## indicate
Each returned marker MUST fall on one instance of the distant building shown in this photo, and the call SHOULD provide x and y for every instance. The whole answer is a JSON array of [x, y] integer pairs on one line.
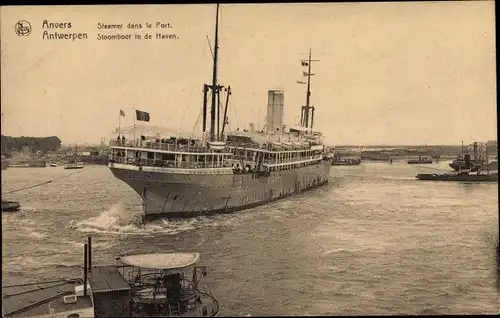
[[26, 150]]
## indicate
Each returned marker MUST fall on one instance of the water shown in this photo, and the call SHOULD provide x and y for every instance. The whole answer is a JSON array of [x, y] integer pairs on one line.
[[373, 241]]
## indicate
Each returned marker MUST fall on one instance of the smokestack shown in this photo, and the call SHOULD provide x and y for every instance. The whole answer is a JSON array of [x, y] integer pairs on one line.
[[85, 269], [89, 252]]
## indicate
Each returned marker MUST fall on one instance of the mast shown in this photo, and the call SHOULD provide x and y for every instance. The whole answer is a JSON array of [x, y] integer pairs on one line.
[[214, 78], [307, 109]]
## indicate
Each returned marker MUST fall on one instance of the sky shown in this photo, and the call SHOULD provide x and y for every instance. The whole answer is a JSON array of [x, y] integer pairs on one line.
[[389, 73]]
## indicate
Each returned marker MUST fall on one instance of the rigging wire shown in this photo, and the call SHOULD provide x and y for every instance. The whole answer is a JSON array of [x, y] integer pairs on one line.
[[43, 183]]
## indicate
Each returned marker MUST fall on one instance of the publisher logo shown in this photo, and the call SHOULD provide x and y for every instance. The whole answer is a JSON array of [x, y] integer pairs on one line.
[[22, 28]]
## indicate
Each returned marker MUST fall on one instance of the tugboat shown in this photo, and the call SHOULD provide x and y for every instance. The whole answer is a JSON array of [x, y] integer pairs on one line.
[[10, 206], [142, 285], [460, 162], [420, 160], [341, 161], [462, 175]]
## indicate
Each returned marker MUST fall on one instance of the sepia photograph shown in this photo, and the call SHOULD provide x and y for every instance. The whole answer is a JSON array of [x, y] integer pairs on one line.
[[233, 160]]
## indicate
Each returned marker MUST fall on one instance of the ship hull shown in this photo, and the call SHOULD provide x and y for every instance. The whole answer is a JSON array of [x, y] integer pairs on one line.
[[176, 195]]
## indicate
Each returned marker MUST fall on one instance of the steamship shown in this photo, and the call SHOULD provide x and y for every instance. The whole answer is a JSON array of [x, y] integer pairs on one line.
[[224, 172]]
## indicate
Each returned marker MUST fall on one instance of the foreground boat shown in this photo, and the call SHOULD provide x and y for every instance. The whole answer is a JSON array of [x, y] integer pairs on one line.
[[338, 161], [186, 177], [10, 206], [142, 285]]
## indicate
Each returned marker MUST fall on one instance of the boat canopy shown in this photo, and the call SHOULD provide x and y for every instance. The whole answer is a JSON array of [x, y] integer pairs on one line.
[[164, 261]]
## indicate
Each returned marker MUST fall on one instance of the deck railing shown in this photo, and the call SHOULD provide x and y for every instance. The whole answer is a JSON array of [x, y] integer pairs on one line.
[[168, 163], [148, 144]]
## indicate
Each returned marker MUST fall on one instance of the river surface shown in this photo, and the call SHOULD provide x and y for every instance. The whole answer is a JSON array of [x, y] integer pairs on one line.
[[373, 241]]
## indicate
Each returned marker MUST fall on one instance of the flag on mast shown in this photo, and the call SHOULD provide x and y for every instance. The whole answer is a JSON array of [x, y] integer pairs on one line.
[[141, 115]]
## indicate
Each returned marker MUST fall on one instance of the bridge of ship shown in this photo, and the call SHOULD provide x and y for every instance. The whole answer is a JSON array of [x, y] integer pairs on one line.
[[242, 157]]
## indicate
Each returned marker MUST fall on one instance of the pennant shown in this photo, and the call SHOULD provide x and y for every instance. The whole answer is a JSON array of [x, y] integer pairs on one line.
[[142, 116]]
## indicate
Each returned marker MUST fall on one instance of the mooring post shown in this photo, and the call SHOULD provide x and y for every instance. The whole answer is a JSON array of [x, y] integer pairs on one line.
[[89, 247]]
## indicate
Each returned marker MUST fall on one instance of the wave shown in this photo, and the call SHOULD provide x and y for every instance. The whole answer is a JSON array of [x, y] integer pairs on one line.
[[119, 220]]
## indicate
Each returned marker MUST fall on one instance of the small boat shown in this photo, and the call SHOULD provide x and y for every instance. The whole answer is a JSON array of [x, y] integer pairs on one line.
[[141, 285], [10, 206], [461, 176], [420, 160]]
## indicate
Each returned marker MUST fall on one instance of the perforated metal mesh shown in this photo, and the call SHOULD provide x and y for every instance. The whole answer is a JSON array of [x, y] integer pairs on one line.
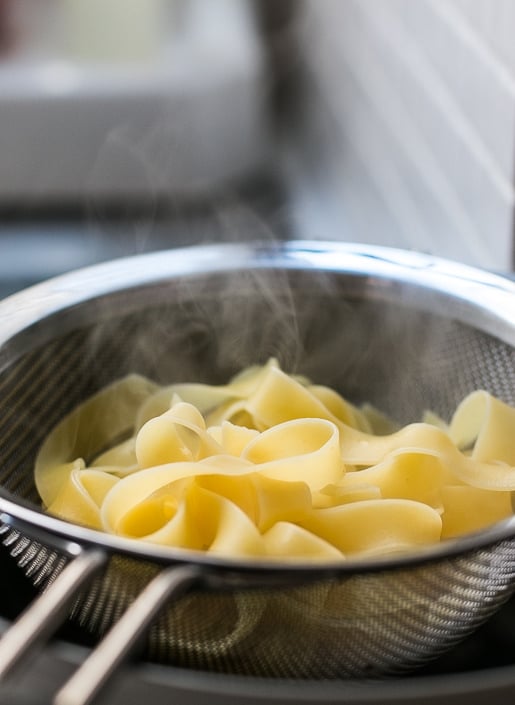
[[371, 345]]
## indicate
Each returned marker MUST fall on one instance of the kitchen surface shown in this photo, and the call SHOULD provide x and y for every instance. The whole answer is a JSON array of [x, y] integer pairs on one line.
[[183, 122]]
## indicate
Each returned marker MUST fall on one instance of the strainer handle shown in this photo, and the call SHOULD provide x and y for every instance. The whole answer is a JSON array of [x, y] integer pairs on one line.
[[48, 611], [125, 635]]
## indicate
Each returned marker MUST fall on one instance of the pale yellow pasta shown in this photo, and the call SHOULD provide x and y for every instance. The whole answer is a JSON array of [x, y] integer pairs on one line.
[[271, 466]]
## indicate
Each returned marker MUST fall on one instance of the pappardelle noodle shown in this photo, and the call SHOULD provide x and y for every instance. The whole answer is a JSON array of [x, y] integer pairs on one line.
[[273, 466]]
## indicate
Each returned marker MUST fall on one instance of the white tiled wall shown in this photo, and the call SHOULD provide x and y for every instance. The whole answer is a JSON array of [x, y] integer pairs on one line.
[[411, 122]]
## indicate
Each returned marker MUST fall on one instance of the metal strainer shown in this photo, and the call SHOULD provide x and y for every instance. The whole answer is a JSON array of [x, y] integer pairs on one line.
[[404, 331]]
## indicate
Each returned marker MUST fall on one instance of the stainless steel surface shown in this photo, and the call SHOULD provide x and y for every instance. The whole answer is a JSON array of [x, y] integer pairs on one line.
[[43, 616], [443, 289], [124, 636]]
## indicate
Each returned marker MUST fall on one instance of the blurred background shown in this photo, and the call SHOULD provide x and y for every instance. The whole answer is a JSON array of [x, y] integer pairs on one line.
[[133, 126]]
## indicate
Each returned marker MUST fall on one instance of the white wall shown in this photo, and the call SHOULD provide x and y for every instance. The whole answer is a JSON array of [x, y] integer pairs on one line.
[[411, 125]]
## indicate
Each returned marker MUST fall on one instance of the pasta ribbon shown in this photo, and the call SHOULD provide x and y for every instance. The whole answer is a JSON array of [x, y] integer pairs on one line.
[[271, 466]]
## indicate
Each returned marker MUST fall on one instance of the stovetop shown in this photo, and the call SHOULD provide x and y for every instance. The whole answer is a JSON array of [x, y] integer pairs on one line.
[[480, 670]]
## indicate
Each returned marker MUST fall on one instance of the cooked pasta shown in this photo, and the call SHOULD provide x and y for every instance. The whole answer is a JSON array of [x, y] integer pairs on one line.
[[272, 466]]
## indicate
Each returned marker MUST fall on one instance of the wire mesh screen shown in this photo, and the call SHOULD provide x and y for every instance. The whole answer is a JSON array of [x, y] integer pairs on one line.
[[362, 340]]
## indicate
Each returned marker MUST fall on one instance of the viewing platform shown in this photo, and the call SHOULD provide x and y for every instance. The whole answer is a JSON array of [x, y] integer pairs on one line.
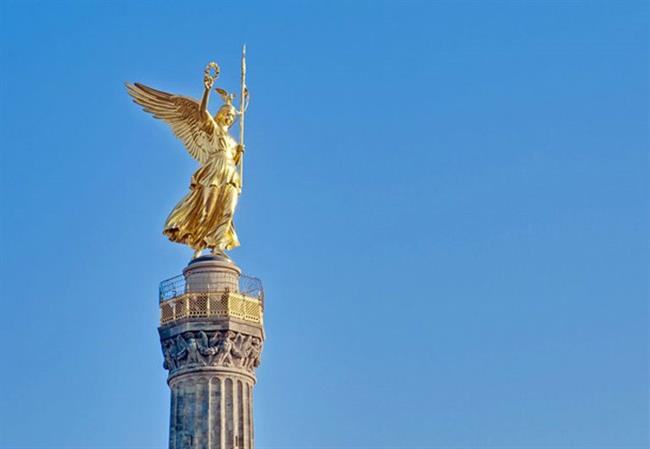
[[226, 295]]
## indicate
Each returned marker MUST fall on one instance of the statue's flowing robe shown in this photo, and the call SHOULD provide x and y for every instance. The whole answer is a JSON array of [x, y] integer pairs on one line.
[[204, 217]]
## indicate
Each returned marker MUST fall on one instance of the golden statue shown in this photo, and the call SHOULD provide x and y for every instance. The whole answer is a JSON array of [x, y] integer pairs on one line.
[[204, 217]]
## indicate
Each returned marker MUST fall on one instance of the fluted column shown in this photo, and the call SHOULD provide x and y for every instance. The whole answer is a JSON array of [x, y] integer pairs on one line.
[[211, 362]]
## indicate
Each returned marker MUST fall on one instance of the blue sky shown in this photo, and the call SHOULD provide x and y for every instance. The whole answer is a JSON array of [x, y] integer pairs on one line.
[[447, 203]]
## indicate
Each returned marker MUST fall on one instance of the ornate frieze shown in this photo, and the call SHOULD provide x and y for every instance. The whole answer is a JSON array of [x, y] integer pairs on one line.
[[224, 348]]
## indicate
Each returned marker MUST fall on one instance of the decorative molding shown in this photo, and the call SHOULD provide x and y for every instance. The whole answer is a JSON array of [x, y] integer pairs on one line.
[[224, 348]]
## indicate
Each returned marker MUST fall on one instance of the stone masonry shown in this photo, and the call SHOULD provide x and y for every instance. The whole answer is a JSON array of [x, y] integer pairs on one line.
[[211, 362]]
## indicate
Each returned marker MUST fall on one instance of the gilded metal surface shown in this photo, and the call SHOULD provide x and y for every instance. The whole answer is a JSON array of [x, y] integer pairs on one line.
[[203, 219], [211, 304]]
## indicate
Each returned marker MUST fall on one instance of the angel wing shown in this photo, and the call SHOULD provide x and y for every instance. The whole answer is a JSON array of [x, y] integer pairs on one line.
[[182, 114]]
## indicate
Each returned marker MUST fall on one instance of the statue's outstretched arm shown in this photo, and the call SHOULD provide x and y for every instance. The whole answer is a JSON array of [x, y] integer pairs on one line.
[[207, 83]]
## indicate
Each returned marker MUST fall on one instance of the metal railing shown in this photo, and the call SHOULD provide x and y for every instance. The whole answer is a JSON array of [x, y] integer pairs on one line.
[[174, 287], [178, 301]]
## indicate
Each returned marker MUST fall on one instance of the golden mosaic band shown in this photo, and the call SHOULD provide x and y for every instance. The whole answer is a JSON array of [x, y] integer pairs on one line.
[[212, 304]]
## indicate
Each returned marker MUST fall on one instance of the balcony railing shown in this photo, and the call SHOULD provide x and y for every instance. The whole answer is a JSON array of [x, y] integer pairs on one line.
[[178, 301]]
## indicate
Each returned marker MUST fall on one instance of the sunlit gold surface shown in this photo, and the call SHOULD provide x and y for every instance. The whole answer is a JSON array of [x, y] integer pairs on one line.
[[214, 304], [204, 217]]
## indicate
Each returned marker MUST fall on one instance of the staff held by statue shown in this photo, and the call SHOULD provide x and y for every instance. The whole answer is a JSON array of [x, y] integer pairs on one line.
[[242, 110]]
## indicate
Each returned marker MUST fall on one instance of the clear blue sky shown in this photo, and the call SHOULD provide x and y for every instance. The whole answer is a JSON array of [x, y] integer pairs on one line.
[[448, 203]]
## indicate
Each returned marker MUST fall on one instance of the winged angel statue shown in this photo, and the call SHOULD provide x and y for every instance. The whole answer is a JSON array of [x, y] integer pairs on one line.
[[203, 219]]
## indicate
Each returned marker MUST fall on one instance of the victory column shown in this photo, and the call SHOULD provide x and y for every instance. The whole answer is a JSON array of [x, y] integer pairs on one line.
[[211, 317]]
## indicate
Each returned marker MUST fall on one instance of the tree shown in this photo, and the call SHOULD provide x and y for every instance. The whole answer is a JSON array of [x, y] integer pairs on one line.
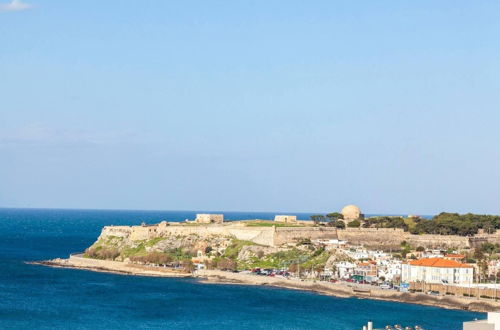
[[226, 264], [335, 216], [188, 265]]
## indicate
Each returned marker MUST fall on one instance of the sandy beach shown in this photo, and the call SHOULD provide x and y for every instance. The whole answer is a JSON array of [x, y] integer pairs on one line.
[[325, 288]]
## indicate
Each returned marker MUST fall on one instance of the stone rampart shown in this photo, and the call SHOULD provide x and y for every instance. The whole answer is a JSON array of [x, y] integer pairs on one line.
[[293, 234], [438, 241], [376, 238]]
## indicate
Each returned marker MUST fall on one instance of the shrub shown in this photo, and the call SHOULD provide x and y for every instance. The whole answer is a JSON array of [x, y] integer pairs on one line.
[[354, 224]]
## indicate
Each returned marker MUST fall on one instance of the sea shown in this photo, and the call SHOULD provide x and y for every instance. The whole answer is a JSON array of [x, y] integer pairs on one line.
[[38, 297]]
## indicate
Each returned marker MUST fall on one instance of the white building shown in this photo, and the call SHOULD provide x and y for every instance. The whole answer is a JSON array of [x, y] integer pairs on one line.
[[437, 270], [389, 269], [492, 323], [345, 269]]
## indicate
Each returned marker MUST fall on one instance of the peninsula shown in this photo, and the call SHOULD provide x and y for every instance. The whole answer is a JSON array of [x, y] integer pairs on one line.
[[342, 254]]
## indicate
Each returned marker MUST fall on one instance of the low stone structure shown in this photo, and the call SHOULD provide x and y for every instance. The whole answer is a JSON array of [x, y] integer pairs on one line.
[[209, 218], [376, 238], [286, 218], [351, 213]]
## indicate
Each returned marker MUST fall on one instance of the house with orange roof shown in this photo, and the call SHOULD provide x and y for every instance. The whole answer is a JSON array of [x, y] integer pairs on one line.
[[454, 256], [437, 270]]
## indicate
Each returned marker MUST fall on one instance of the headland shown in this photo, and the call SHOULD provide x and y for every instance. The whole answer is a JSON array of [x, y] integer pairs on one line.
[[288, 253]]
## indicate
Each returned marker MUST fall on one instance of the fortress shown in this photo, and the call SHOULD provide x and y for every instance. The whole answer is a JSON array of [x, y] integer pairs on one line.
[[290, 230]]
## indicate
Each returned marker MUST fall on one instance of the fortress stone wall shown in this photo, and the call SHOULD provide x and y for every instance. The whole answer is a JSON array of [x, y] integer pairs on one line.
[[381, 238], [438, 241], [293, 234]]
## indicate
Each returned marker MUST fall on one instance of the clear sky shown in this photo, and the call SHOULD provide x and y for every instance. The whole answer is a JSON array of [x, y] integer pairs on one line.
[[251, 105]]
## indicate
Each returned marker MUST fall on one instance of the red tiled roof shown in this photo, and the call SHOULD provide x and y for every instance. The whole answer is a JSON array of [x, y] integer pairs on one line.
[[438, 262], [456, 256]]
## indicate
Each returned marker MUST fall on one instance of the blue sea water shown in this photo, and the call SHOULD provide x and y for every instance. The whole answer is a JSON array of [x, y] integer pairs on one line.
[[37, 297]]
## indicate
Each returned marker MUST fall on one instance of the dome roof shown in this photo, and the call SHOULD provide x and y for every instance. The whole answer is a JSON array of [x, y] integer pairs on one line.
[[351, 212]]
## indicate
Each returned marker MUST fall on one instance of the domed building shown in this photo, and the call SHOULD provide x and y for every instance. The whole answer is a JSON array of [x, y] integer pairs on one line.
[[351, 212]]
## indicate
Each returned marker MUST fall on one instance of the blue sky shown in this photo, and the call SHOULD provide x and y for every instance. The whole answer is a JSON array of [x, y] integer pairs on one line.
[[250, 105]]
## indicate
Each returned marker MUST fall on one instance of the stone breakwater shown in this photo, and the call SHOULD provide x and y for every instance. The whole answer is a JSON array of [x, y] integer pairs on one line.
[[326, 288], [108, 266]]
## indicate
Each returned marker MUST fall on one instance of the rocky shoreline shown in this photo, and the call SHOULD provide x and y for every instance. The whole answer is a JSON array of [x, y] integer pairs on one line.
[[325, 288]]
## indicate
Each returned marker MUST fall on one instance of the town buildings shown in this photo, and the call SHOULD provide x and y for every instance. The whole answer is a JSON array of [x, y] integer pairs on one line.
[[437, 270]]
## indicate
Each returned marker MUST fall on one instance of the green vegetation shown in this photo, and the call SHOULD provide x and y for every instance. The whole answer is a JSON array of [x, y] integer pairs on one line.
[[442, 224], [268, 223], [456, 224], [234, 249], [386, 222], [129, 251], [354, 224]]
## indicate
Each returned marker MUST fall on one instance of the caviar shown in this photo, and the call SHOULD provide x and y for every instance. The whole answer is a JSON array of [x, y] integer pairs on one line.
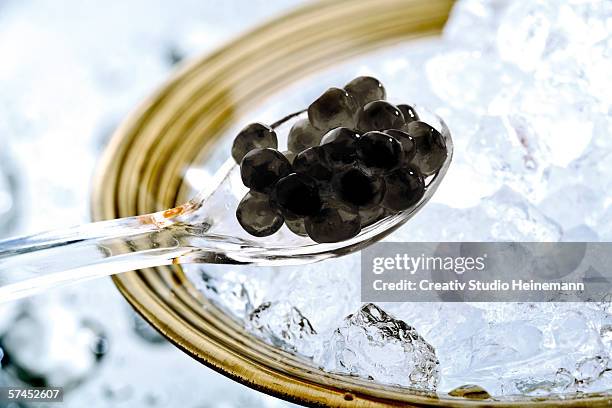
[[354, 161]]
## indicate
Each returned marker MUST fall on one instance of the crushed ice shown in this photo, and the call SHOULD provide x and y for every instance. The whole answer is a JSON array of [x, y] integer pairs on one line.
[[526, 89]]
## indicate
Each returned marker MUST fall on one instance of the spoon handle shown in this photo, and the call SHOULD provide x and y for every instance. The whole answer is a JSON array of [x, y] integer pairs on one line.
[[38, 262]]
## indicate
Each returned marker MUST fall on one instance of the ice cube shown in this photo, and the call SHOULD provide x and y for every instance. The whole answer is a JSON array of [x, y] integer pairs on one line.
[[284, 326], [472, 23], [229, 288], [451, 77], [581, 206], [523, 32], [518, 166], [372, 344], [297, 284], [504, 216]]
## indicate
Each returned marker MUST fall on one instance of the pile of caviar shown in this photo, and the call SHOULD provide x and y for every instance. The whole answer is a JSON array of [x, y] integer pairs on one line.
[[355, 160]]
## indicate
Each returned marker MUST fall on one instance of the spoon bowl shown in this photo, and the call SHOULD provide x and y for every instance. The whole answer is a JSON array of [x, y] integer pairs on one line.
[[214, 209], [203, 230]]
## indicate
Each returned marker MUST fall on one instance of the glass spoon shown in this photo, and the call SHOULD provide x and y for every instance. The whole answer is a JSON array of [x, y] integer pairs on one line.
[[203, 230]]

★ ★ ★ ★

| TASK DETAILS |
Select every line in the listing above that contains the word "column", matching case exactly.

| REPLY |
Each returned marker MUST fall on one instance of the fluted column shown in this photo, and the call SHOULD provide x and y for every instance. The whole answer is a JSON array of [x, y] integer pairs on one line.
Each returned marker MUST fall on one instance of the victory column shown in this photo, and the call SHOULD provide x and y for every instance. The whole answer is a JSON array of [x, y] integer pairs on one line.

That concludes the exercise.